Reproduce the entries. Each one must match the original exactly.
-------- Task material
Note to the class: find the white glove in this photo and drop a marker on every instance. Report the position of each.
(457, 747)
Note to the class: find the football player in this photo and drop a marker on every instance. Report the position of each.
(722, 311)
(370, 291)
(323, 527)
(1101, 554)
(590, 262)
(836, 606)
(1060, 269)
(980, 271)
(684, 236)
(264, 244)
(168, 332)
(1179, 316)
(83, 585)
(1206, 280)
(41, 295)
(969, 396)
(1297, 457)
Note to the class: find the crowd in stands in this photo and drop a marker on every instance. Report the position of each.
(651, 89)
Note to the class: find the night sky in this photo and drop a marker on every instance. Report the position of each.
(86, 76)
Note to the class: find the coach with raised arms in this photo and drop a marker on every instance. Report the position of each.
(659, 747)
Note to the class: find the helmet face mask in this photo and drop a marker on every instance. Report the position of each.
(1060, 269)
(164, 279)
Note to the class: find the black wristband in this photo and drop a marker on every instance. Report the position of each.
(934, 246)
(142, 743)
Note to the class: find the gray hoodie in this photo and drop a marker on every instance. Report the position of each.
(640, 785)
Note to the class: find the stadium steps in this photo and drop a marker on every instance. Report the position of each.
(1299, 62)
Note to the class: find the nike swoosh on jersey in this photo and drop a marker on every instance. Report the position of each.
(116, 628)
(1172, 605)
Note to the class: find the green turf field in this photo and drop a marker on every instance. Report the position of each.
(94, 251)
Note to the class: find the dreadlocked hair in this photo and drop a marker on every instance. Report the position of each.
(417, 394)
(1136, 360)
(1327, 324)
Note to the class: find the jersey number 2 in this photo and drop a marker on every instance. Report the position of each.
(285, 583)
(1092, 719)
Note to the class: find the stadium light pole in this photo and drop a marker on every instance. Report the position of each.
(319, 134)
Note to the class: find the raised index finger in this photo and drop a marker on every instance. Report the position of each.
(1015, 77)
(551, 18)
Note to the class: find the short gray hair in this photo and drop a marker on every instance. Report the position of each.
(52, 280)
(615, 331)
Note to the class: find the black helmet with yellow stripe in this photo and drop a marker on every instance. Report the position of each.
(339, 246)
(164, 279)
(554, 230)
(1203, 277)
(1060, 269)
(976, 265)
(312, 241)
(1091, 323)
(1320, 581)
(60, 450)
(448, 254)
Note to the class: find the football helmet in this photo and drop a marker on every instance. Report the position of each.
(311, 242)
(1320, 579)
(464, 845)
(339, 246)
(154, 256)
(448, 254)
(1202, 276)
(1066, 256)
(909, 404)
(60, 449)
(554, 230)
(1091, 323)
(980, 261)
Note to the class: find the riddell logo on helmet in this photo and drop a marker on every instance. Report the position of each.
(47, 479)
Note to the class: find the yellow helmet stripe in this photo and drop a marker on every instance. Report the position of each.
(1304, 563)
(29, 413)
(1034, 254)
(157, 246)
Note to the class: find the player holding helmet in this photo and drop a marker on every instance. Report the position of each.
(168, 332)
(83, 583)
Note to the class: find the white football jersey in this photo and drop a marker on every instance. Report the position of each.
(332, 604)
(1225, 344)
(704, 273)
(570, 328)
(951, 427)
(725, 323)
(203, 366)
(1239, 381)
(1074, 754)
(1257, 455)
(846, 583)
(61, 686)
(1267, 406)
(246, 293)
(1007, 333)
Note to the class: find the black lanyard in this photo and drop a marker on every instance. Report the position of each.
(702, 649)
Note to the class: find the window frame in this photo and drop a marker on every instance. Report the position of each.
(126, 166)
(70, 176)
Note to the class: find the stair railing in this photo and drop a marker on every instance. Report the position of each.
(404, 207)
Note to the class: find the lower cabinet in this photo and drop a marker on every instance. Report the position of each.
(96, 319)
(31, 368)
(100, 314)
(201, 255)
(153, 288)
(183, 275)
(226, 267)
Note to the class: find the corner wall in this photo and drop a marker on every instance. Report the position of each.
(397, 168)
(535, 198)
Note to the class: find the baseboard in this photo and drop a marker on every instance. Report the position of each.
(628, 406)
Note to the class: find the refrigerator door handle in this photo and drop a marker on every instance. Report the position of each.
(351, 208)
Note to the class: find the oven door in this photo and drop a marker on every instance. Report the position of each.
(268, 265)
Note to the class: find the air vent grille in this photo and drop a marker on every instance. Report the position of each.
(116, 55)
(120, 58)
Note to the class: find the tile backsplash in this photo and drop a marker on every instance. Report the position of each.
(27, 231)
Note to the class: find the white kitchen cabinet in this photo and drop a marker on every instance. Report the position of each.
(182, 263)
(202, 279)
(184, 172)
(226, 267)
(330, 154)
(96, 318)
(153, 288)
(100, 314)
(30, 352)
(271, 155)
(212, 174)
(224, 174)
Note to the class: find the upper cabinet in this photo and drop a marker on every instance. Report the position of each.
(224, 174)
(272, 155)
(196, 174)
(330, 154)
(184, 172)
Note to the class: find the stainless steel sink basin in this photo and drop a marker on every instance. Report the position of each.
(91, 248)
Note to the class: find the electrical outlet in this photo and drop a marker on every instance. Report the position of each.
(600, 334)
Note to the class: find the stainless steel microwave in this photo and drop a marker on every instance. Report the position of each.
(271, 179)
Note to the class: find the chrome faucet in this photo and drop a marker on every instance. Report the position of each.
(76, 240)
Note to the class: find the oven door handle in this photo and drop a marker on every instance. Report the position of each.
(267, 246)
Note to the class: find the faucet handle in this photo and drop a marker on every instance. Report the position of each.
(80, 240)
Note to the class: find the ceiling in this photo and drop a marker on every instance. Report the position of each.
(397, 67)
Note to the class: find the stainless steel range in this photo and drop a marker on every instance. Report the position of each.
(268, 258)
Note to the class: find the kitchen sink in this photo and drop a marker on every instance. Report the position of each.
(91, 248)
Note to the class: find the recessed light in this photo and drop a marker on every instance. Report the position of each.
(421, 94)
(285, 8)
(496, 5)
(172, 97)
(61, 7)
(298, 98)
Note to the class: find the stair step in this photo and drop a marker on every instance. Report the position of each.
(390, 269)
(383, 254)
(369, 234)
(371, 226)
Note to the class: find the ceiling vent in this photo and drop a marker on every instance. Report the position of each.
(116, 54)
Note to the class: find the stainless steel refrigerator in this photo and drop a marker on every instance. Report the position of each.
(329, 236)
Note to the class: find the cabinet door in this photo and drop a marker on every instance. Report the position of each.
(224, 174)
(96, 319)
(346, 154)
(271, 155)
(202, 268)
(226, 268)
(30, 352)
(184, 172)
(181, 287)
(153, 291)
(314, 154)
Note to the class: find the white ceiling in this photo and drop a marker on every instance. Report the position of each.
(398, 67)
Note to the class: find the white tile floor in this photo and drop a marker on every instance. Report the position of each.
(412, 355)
----------------
- **Result**:
Note to the class: find the white glove in this photo and drop a marker on every instance. Report the position of each.
(457, 747)
Note to the class: find the football player in this photo and drop a marker on every instance. Report the position of each.
(722, 311)
(370, 291)
(323, 527)
(1101, 554)
(590, 262)
(836, 606)
(1060, 269)
(980, 271)
(684, 236)
(264, 244)
(168, 332)
(1179, 316)
(83, 585)
(1206, 280)
(41, 295)
(969, 396)
(1297, 457)
Note to the class: find the crowd in stands in this photo and drop a marker on every instance. Report the position of each.
(651, 89)
Note to the class: find the night sky in this photo and drop a marker on every instance. Report the position of each.
(86, 76)
Note to the class: find the coach with raised arms in this photo and drop a marker on every instance. Report the position of each.
(659, 747)
Note to the class: find the helmet face mask in this photo and drop a marker on every instance. Report the position of each.
(1060, 269)
(164, 279)
Note to the class: find the black wristband in this photo and drop a marker on every instance. Report the position of each.
(934, 246)
(142, 743)
Note to the class: find the gray hoodie in this photo and drop a marker on every instance. Report the position of each.
(640, 785)
Note to the class: find the stadium steps in this photo and drop a marker on every instance. Report the position of each.
(1299, 62)
Note to the class: find the nike swoosh on jersey in this photo and drop a marker on every instance. Report the position of each.
(116, 628)
(1172, 605)
Note to the class: find the green turf field in this photo and drop a marker on every instance. Report the position of each.
(94, 251)
Note to the class: find the dreadlocked hair in this photo and drop a marker on every instance. Report the position of each.
(417, 394)
(1136, 360)
(1327, 324)
Note to the class: find the jersey number 2 in this photo and drop a marker on every instance. Report the position of each.
(285, 583)
(1092, 719)
Note to the class: find the stadium light pole in this photo and drop a marker on every instance. Report the position of each.
(319, 134)
Note to the class: find the raised index finger in this photo and drop a marker on every instance. Report the position of each.
(1015, 77)
(551, 18)
Note to the class: find the short gray hair in this photo and drop a marker on every instance. Report the position of each.
(52, 280)
(615, 331)
Note to the class: find the black helmet with yellow stripe in this photo and drop a marker on every instance. Report the position of each.
(339, 246)
(164, 279)
(554, 230)
(1203, 277)
(1060, 269)
(976, 265)
(312, 241)
(1091, 323)
(1320, 581)
(60, 450)
(448, 254)
Note to the class: find the football helmet in this photo and drop a marker on every instance. Report the position of each.
(311, 242)
(1320, 579)
(464, 845)
(339, 246)
(154, 256)
(448, 254)
(1202, 276)
(1066, 256)
(909, 404)
(60, 449)
(554, 230)
(1091, 323)
(980, 261)
Note to the class: find the riddell logo on helmet in this photo and drop a marker on every instance. Report the position of each.
(47, 479)
Note to the class: find the yellow helmet stripe in this photo and drop a marker on every instance. Report the position of each.
(1304, 563)
(29, 413)
(1034, 254)
(157, 246)
Note to the class: find the player holding helmet in this photo and drop a marker on every instance. Report the position of each.
(168, 332)
(83, 583)
Note to the class: find the white football jersey in this photo and drop a marker on every instance. Report the position of each.
(332, 604)
(1225, 344)
(704, 273)
(570, 328)
(951, 427)
(725, 323)
(203, 366)
(1239, 381)
(1074, 754)
(1257, 455)
(846, 583)
(61, 686)
(1267, 406)
(246, 293)
(1007, 333)
Note to the class: find the black lanyard in this photo and drop a marker on every instance. Report the position of each.
(702, 649)
Note to the class: find the window frame in this photo and drop a marker on every instance. Report the position of each.
(126, 166)
(70, 176)
Note to the class: find the stair railing in this photo and drop a marker on every instance. Report the position of each.
(404, 207)
Note to the class: find the lower cabinet in this photo and drop a marker on every instance. Report the position of each.
(96, 319)
(31, 368)
(100, 314)
(201, 255)
(153, 288)
(183, 275)
(226, 267)
Note to the class: find the corner wall in this photo and drop a marker on every instance. Report the position of each.
(397, 168)
(535, 198)
Note to the class: find the baseboard in this photo and drop a marker on every instance. Report the position of each.
(628, 406)
Note to the class: find the refrigerator door handle in this photo and drop a marker on every instance. Report the position of each.
(351, 208)
Note to the class: find the oven door in this photo and drop a marker on every instance. Report the position of each.
(268, 265)
Note to the class: find the air vent grille in this photo and drop a marker on every instance. Report the position of each.
(116, 55)
(120, 58)
Note to the class: find the tile backsplash in this photo and drop a marker on every instance. Report the position of each.
(27, 231)
Note to the class: find the white kitchen cabinet in this photo and drop a marker on every instance. Report the position of each.
(182, 263)
(202, 279)
(184, 172)
(226, 267)
(330, 154)
(96, 318)
(153, 288)
(100, 314)
(30, 352)
(271, 155)
(212, 174)
(224, 174)
Note to the class: find the upper cabinet in this photo and drop a marker on every instance. Report the position of each.
(224, 174)
(272, 155)
(196, 174)
(330, 154)
(184, 172)
Note to the class: find the stainless steel sink basin in this photo and drop a marker on every instance. Report the position of each.
(91, 248)
Note to the class: find the electrical outlet in this photo and drop a marker on every instance. Report the position of each.
(600, 334)
Note to the class: find the stainless steel microwave in this photo and drop a marker on every instance. Report the position of each.
(271, 179)
Note to the class: find the chrome faucet in this photo and drop a marker on every instance. Report the position of each.
(76, 240)
Note to the class: find the oven door handle in this photo and drop a marker on every instance. Report the position of each.
(267, 246)
Note to the class: find the faucet handle in this photo and drop a marker on every instance. Report the position of each.
(80, 240)
Note to the class: find the ceiling in this photo and drop a marker on every instance. Report the position of each.
(397, 67)
Note to the class: find the stainless steel range in this photo and drop a marker on every instance. Report the position of each.
(268, 258)
Note to the class: find the kitchen sink in this photo and drop a marker on every instance. Report the position of each.
(91, 248)
Note to the class: find the recessed light in this photo and drop a marker on every instance. Report the position of each.
(421, 94)
(285, 8)
(496, 5)
(172, 97)
(61, 7)
(298, 98)
Note to the class: find the stair step in this photo and drop a marker on every instance. Report the position of each.
(390, 269)
(383, 254)
(369, 234)
(371, 226)
Note to the class: find the ceiling vent in this photo and drop a marker on every instance. Report the position of each.
(116, 54)
Note to the class: find the stainless steel refrigerator in this photo and drop a marker on every instance. Report the position of each.
(329, 236)
Note to the class: find the cabinet door in this photo and drop a marker on every instance. Report the position of each.
(224, 174)
(96, 319)
(346, 154)
(271, 155)
(202, 268)
(226, 268)
(30, 352)
(184, 172)
(181, 287)
(153, 291)
(314, 154)
Note to the class: find the white ceiling in this photo and drop a marker on every instance. Report the position of each.
(398, 67)
Note to the class: find the white tile floor in this photo and drop a marker on every instance. Report the position of each.
(412, 355)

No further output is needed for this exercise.